▶ **TEXT TO READ**:
TOA: OK, welcome back to another edition of Ask The Business Bro, last time we dug a little into the main ideas discussed in The Goal. This week, we’re back to learn a little more about how to apply those ideas. BB, what’s up?
BB: Not too much, I think we left off last time with a question about how to determine excess bottleneck capacity, might as well start there, right?
TOA: Let’s get to it.
BB: As usual, the first answer is deceptively simple. The excess capacity here is just the answer to two questions. First, does the bottleneck resource ever sit idle? Second, could it performer better or faster while it’s working? If the answer is no and no, then you are maxed out, and if the answer to either question is yes, then you can figure out a fairly simple estimate of the excess capacity for the bottleneck.
TOA: OK, so let me see if I get it, let’s say your bottleneck produces five units an hour and it works for seven hours. If you can get up to eight hours, then the spare capacity is five units. If you can get it to produce six units per hour, then the spare capacity is seven units. And if you combine both improvements, then the spare capacity is thirteen units.
BB: Bingo.
TOA: OK, so why is it more complex than that?
BB: It’s not the math that’s tricky, or I should say, the formula is easy, the complex part is getting the right numbers. You might think you produce five units per hour, for example, or that the bottleneck is utilized for seven out of eight hours, but in reality capturing those measurements is the real source of difficulty.
TOA: I imagine Goldratt has some ideas about how to calculate these numbers?
BB: He certainly does. The key to getting the math right is to understand the fluctuations in the process. Each fluctuation creates variation that threatens the reliability of your numbers. If you understand the variation, you can factor those into the calculation and go from there.
TOA: What are some important factors to consider in terms of fluctuations?
BB: Well, before I get into that, I think it’s important to talk about certain assumptions.
TOA: OK, what are the assumptions?

▶ **TO DO**:
a: Answer these questions using the bottleneck-capacity dialogue:
(i) What two questions does BB say determine a bottleneck's excess capacity?
(ii) In TOA's example, what is the spare capacity when both improvements are combined?
(iii) According to BB, what is the key to getting the math right?
b: Carry on the bottleneck-capacity dialogue from its final line.

▶ **RECORD EXTRACTS**:
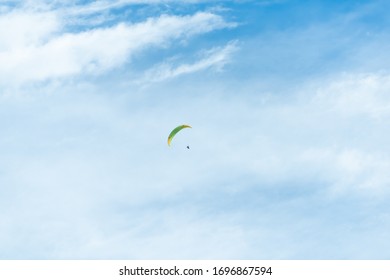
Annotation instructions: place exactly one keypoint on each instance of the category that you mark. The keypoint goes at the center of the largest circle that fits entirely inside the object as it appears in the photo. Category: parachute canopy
(175, 131)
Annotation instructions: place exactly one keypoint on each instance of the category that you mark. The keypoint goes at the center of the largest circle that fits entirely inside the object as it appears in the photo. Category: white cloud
(94, 51)
(215, 58)
(26, 29)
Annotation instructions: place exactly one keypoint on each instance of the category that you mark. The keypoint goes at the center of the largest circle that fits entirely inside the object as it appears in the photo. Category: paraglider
(175, 131)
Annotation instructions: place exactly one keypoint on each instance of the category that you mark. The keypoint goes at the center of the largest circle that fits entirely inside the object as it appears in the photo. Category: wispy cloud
(45, 56)
(215, 58)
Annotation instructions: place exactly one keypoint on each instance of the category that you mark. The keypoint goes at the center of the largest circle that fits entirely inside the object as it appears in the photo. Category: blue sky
(289, 104)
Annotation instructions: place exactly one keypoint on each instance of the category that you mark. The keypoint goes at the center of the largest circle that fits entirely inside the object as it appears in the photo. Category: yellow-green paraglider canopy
(175, 131)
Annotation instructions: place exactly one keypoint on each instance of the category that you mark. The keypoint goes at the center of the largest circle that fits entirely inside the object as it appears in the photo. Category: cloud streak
(93, 52)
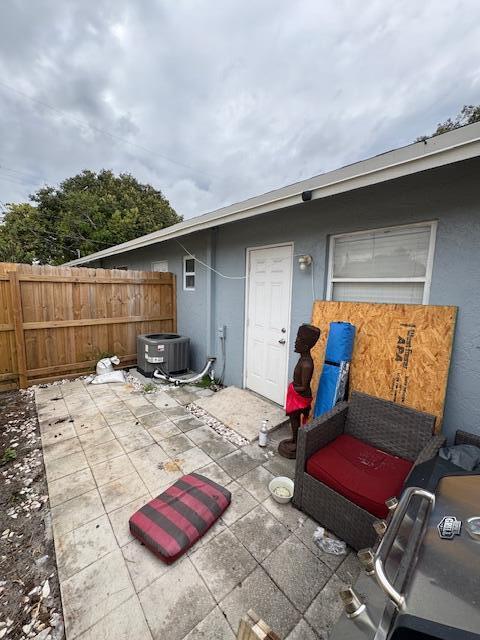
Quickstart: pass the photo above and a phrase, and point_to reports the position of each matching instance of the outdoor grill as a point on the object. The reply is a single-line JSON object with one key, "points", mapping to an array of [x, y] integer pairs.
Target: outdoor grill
{"points": [[424, 577]]}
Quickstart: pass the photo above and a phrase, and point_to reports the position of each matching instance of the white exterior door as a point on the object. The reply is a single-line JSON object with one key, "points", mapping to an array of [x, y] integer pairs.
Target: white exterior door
{"points": [[268, 317]]}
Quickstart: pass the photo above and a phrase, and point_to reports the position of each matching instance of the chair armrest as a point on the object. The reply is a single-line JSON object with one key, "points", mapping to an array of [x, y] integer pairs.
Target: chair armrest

▶ **OUTPUTS FOR THE TASKS**:
a:
(i) Whether the bottleneck resource ever sits idle, and whether it could perform better or faster while it is working.
(ii) Thirteen units.
(iii) Understanding the fluctuations in the process.

b:
BB: The most important one is that fluctuations average out. This assumption sounds good on paper and anyone who has studied the normal curve in a basic statistics course was trained to think this way. If you crunch your numbers thinking that they could go up or down by 20% with equal probability, you’ll end up with a much different perspective on your operation than someone who thinks differently.
TOA: But why is it automatically the case that those probabilities aren’t equal?
BB: Well, they could be equal, but remember that everything we are talking about ties back to the bottleneck resource. Let’s go back to your numerical example. Suppose the bottleneck resource operates as you defined it, five units per hour for seven hours for a total of thirty-five units. The raw material you need to feed into the bottleneck is therefore equivalent to what produces five units per hour for seven hours.
TOA: Right.
BB: Let’s accept the assumption that positive and negative fluctuations of one unit per hour in the available level of raw material happen with equal probability. On day one, we have a normal day and produce thirty-five units. On day two, we get a negative day and only produce four units per hour for a total of twenty-eight units. We’re down seven units, and we aren’t getting those back.
TOA: Hold on, but what if the next day we have a positive day? Six units per hour means forty-two units, right?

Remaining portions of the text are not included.